- **Required action**: Look through the material that follows and show every line with the string "light".

- **Information provided**:
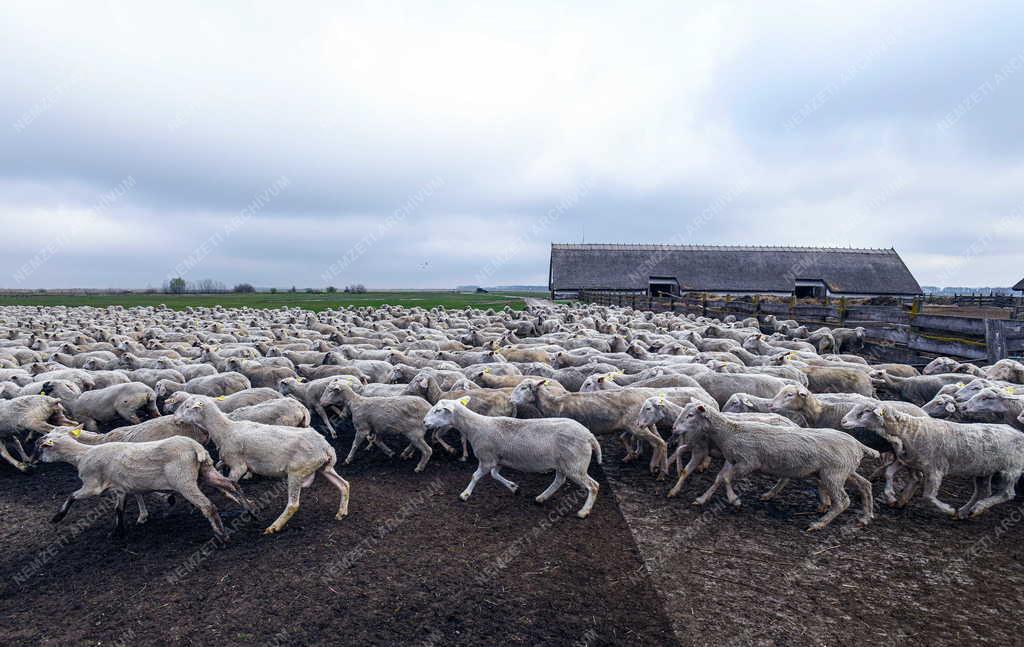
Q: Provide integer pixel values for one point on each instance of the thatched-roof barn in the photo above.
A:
(804, 271)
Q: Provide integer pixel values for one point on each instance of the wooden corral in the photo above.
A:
(895, 333)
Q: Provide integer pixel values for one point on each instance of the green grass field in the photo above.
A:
(321, 301)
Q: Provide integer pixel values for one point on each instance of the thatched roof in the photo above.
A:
(713, 268)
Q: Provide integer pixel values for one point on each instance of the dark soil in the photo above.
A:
(754, 575)
(412, 564)
(496, 570)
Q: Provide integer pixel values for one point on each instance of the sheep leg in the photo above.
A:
(658, 448)
(237, 472)
(477, 475)
(889, 493)
(360, 435)
(908, 490)
(497, 475)
(695, 459)
(886, 460)
(1007, 493)
(294, 491)
(705, 464)
(833, 483)
(227, 487)
(195, 495)
(439, 440)
(591, 486)
(119, 516)
(933, 480)
(736, 471)
(327, 420)
(702, 499)
(388, 451)
(81, 492)
(425, 453)
(550, 491)
(677, 458)
(631, 451)
(143, 512)
(866, 500)
(982, 489)
(20, 449)
(23, 467)
(774, 491)
(343, 487)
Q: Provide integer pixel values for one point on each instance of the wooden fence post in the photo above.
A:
(995, 340)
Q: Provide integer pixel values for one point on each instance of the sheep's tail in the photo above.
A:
(595, 446)
(872, 454)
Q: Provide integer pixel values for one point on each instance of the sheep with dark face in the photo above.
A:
(938, 448)
(376, 418)
(271, 450)
(172, 465)
(214, 385)
(557, 444)
(28, 415)
(994, 405)
(111, 404)
(829, 456)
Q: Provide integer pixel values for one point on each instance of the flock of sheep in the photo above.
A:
(148, 400)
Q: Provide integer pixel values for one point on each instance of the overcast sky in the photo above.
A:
(433, 144)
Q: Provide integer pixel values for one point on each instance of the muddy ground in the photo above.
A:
(413, 564)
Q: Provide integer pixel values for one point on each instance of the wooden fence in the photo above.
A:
(894, 333)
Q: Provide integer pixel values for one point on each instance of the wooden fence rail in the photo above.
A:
(897, 333)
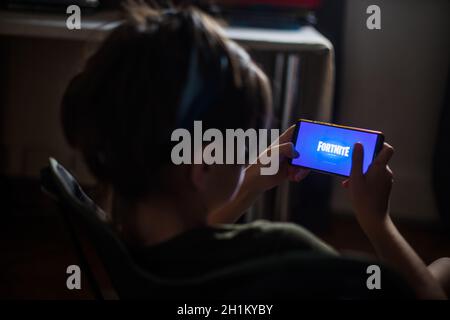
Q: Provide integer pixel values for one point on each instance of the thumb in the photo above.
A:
(357, 161)
(287, 150)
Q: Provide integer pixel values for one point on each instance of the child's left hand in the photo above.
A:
(260, 183)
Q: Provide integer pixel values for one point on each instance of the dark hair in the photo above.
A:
(154, 73)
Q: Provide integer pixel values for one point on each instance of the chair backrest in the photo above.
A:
(288, 275)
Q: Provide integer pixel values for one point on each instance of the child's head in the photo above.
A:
(154, 73)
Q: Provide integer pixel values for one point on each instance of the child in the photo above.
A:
(161, 71)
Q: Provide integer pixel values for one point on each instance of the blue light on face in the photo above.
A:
(329, 149)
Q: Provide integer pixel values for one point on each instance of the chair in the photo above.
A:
(290, 275)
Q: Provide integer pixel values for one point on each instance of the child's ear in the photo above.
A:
(199, 176)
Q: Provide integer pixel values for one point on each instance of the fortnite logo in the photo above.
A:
(333, 148)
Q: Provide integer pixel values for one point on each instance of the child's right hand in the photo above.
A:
(370, 192)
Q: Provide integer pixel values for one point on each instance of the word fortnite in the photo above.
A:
(208, 147)
(333, 148)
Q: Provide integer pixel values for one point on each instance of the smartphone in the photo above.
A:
(327, 148)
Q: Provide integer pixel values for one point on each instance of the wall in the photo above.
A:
(393, 80)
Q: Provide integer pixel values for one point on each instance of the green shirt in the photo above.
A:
(205, 249)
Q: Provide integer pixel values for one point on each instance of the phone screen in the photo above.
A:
(328, 148)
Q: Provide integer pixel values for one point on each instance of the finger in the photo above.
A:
(385, 155)
(285, 136)
(357, 160)
(287, 150)
(301, 174)
(345, 183)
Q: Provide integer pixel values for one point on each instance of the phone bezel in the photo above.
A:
(378, 145)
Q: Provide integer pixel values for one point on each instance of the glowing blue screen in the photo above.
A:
(329, 149)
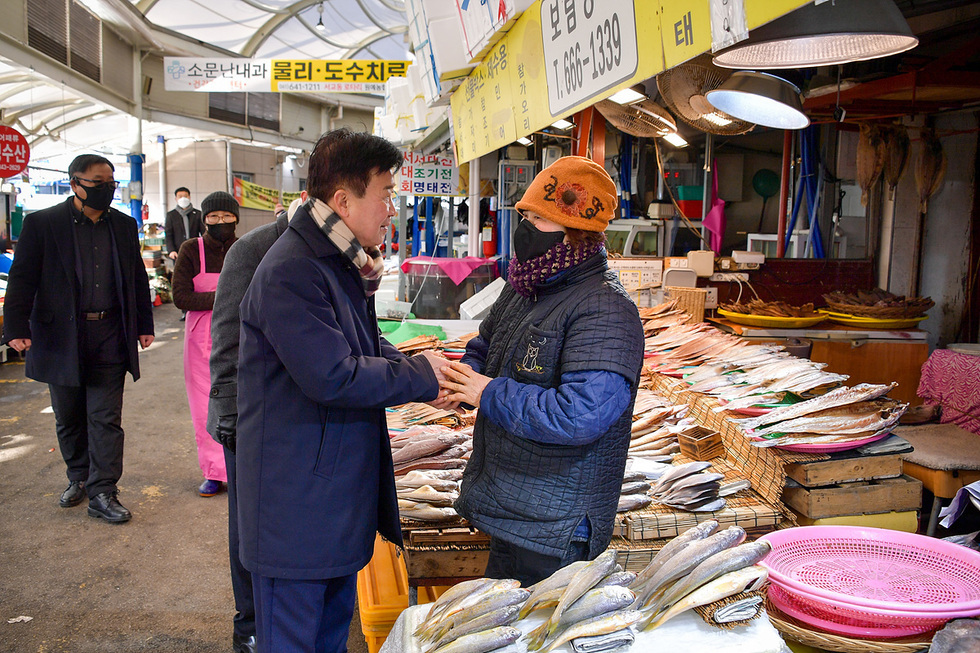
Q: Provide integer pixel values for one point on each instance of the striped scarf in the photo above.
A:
(368, 262)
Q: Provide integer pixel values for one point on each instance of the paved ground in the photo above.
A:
(158, 583)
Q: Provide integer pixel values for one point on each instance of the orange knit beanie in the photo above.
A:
(574, 192)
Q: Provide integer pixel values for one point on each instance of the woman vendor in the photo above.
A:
(554, 373)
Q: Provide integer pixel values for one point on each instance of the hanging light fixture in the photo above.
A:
(760, 98)
(833, 32)
(319, 23)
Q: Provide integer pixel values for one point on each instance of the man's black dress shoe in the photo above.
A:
(73, 495)
(106, 506)
(244, 644)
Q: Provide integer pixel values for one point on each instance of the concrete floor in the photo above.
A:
(158, 583)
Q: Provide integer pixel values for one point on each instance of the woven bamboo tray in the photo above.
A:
(910, 308)
(799, 632)
(746, 509)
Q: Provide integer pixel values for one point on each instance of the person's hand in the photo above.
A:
(436, 362)
(226, 431)
(464, 385)
(20, 344)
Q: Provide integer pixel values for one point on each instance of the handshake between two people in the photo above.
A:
(458, 382)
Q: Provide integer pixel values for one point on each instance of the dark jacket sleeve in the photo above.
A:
(185, 269)
(239, 267)
(308, 339)
(23, 280)
(144, 307)
(577, 412)
(478, 346)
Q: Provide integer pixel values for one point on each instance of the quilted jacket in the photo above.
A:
(534, 494)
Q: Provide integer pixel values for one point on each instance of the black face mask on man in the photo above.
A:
(530, 242)
(98, 197)
(222, 232)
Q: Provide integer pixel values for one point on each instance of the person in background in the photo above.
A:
(199, 263)
(78, 302)
(239, 267)
(554, 372)
(315, 476)
(182, 222)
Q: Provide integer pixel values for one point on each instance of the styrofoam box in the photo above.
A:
(637, 272)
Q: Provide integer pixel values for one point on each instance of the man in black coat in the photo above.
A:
(182, 223)
(78, 301)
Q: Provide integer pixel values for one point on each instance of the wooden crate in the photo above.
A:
(862, 497)
(690, 300)
(845, 470)
(701, 444)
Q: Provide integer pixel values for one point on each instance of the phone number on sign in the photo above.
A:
(589, 49)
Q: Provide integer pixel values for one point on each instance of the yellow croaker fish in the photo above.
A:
(746, 579)
(602, 625)
(587, 578)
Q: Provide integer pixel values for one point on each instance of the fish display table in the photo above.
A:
(865, 355)
(687, 632)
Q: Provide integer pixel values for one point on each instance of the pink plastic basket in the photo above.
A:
(852, 621)
(876, 568)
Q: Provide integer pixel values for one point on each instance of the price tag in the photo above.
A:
(589, 47)
(728, 23)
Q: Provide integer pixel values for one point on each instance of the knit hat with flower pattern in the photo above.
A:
(574, 192)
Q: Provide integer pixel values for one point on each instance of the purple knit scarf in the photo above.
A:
(527, 276)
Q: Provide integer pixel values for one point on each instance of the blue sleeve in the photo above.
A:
(476, 353)
(577, 412)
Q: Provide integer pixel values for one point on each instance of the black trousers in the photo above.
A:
(241, 578)
(88, 422)
(509, 560)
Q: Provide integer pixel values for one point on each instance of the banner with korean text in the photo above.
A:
(230, 75)
(253, 196)
(427, 174)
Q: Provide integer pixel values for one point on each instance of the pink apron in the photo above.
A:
(197, 376)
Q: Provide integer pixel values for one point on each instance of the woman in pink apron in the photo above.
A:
(195, 279)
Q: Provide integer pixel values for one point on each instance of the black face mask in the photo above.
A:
(530, 242)
(98, 197)
(222, 231)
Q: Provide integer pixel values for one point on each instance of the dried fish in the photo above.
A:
(870, 159)
(746, 579)
(837, 397)
(930, 167)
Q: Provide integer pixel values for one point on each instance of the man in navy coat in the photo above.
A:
(315, 477)
(78, 302)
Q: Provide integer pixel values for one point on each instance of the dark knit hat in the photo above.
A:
(574, 192)
(219, 201)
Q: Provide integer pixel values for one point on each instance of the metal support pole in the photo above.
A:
(473, 223)
(163, 174)
(784, 193)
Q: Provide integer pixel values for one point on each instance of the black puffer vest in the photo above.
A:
(533, 494)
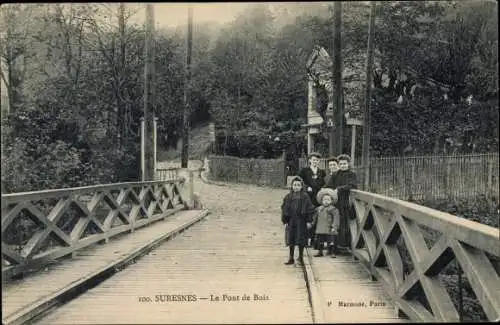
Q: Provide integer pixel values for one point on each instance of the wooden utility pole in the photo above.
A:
(337, 77)
(149, 99)
(187, 91)
(368, 98)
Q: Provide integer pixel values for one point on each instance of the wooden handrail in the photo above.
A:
(377, 224)
(75, 218)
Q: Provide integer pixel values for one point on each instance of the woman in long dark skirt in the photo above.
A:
(296, 213)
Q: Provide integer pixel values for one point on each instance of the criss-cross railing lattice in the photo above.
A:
(40, 227)
(381, 226)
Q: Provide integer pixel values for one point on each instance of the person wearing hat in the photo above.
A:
(296, 214)
(327, 219)
(314, 180)
(344, 181)
(333, 167)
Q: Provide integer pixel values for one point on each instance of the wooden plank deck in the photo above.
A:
(232, 254)
(347, 293)
(24, 297)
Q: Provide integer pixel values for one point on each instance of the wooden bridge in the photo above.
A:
(144, 253)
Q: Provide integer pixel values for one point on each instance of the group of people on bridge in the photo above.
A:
(316, 211)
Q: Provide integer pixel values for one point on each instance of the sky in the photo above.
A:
(175, 14)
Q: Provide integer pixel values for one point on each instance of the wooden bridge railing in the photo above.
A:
(166, 174)
(41, 227)
(381, 226)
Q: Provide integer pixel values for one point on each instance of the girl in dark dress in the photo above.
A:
(296, 213)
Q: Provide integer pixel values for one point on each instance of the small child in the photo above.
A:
(327, 220)
(296, 213)
(333, 167)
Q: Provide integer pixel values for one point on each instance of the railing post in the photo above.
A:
(191, 189)
(143, 161)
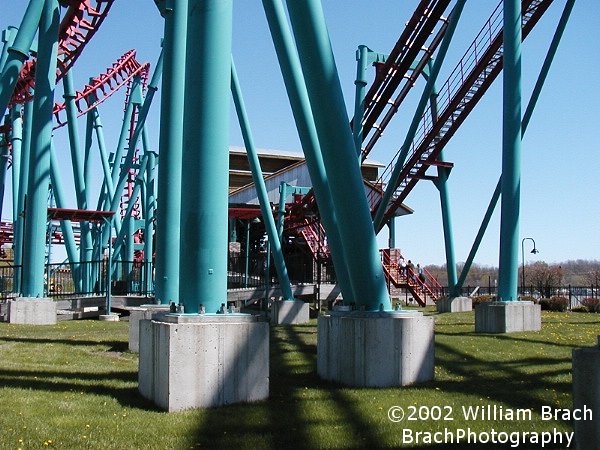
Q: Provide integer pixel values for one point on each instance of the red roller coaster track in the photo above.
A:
(80, 23)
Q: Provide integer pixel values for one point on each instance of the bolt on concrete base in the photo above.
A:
(136, 314)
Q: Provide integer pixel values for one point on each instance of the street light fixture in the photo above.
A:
(534, 251)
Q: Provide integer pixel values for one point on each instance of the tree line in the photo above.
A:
(538, 274)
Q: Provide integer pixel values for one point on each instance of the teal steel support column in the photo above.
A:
(149, 220)
(23, 184)
(392, 235)
(170, 150)
(4, 155)
(204, 193)
(337, 145)
(524, 124)
(511, 154)
(16, 140)
(122, 142)
(18, 52)
(85, 244)
(247, 254)
(65, 225)
(362, 59)
(124, 233)
(281, 214)
(441, 184)
(43, 102)
(261, 189)
(441, 55)
(98, 129)
(300, 103)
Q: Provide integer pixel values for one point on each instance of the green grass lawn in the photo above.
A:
(74, 386)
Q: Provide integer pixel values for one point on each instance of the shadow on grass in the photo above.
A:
(506, 337)
(510, 384)
(299, 403)
(122, 386)
(115, 346)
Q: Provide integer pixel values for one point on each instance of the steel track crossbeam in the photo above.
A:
(460, 101)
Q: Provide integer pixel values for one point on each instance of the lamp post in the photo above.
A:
(534, 251)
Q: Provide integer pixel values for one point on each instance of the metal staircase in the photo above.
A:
(314, 235)
(406, 278)
(465, 86)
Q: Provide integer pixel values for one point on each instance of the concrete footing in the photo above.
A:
(454, 304)
(289, 312)
(375, 349)
(136, 314)
(109, 317)
(202, 361)
(32, 311)
(586, 396)
(507, 317)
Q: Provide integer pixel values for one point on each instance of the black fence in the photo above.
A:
(576, 295)
(256, 271)
(137, 278)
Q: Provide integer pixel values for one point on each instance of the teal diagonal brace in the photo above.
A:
(339, 155)
(65, 225)
(39, 175)
(525, 122)
(410, 135)
(300, 103)
(261, 189)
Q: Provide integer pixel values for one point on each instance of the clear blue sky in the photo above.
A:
(560, 150)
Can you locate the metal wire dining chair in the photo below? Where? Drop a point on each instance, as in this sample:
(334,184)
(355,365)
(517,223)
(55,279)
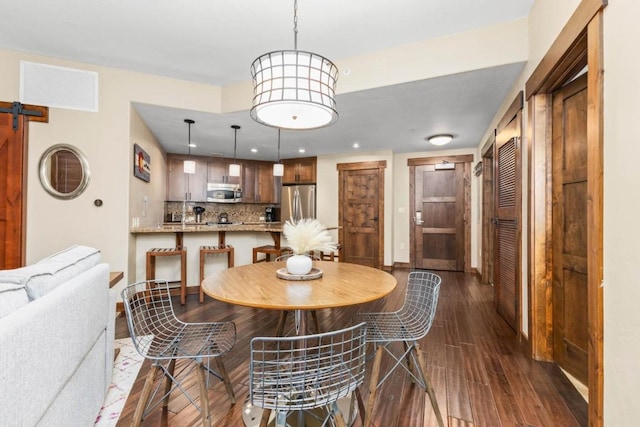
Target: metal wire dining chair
(407,325)
(306,373)
(160,336)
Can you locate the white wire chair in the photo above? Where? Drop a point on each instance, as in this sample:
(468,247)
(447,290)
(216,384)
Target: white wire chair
(160,336)
(407,325)
(308,372)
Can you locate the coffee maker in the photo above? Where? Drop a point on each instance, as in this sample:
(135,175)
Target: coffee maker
(270,214)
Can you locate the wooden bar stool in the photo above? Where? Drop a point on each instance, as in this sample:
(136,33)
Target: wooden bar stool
(153,253)
(269,251)
(220,249)
(332,256)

- **The completed task**:
Q: Provide integer pixel values for one point on each instance of the blue light on face in the photo above.
Q: Provide integer pixel values for one point on each instance of the hanging light fixture in the photo above.
Q: Provide integer pixel values for one point on each instance of the street light fixture in the photo above.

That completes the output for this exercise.